He then goes on to describe how the culture of internet trolling (posting intentionally offensive images or phrases solely to provoke outrage), and with the ideologies of Adolf Hitler and the NSDAP or Nazi Party of 1930’s Germany merged together to form the highly influential alt-right, a term which would not come along until Richard Spencer, another avowed white supremacist, would coin the term in the early 2010’s.
The Alt-right is essentially, a highly coordinated and increasingly successful movement of white nationalists, Neo-Nazis, and other racists and misogynists. Their chief belief is that minorities and immigrants, including Syrian refugees, are attempting to genocide white people, who are the superior race, and that the Jews are controlling it.
Sounds familiar right? If you’ve studied anything about the rise of the Nazi Party, it should.
The alt-right, though mainly focused on social issues, takes its economic views from libertarianism, and were supporters of Ron Paul in 2008. His support fell off in his 2012 campaign because of the rapid growth in more popular hard right wing philosophies.
Andrew Anglin writes the previously cited article,
“In the early 2010’s, we saw many in the libertarian community becoming seriously disillusioned with their own movement. Ron Paul had failed miserably to gain traction in his 2012 Presidential bid, and much of the basic doctrine of the movement was beginning to look stale as other ways of looking at society were beginning to be presented – in particular, Fascism and National Socialism were introduced as competing alternatives to the current system of materialism, consumerism and corrupt crony capitalism.
######
▶ [To do]
Write the next part of the passage on the origins of the alt-right, starting after its final sentence.

[Items drawn from a data source]
######
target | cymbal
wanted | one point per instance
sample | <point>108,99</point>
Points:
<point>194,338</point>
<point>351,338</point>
######
▶ [Answer section]
At the same time, discussion of economics appeared to be becoming increasingly irrelevant, partially due to the immediate nature of social and cultural problems, and partially due to the development of technology making the old economic models obsolete.”
The news outlet Breitbart News is now the epicenter of the alt-right movement. One of it’s key journalists, Milo Yianoppolous, has become the poster boy of the alt-right. He is currently incredibly influential with millennial alt-righters and has cleverly used social media to spread his message.
You may recognize him as the white haired, flamboyant Brit whose videos have been shared by racist uncles all across Facebook.
The CEO of Breitbart News, Stephen Bannon, was recently the manager of Donald Trump’s presidential campaign until being replaced. The hiring of Bannon cemented Trump’s ties to the alt-right movement, further compelling their support.
To conclude, the alt-right movement is like nothing we’ve ever seen before, yet it is so reminiscent. It takes it’s ideologies from white nationalism, the German Nazi Party, and other racist/extremist sources. It is a racist and hate-fueled movement that has bred right under our noses, and now, it has it’s fingers outstretched towards the White House. It’s time to stop pretending that that we are choosing between two equally unacceptable candidates. Don’t turn the country of our families into the next Third Reich.
Don’t be the ones who have to explain to your grandchildren why you stood on the wrong side of history.
We need to stand together, not as Republicans and Democrats or Conservatives and liberals, but as Americans, and as sensible human beings who wish to preserve basic human decency, and not only defeat Donald Trump, but also to make sure that the movement that empowered him never takes hold of American politics ever again.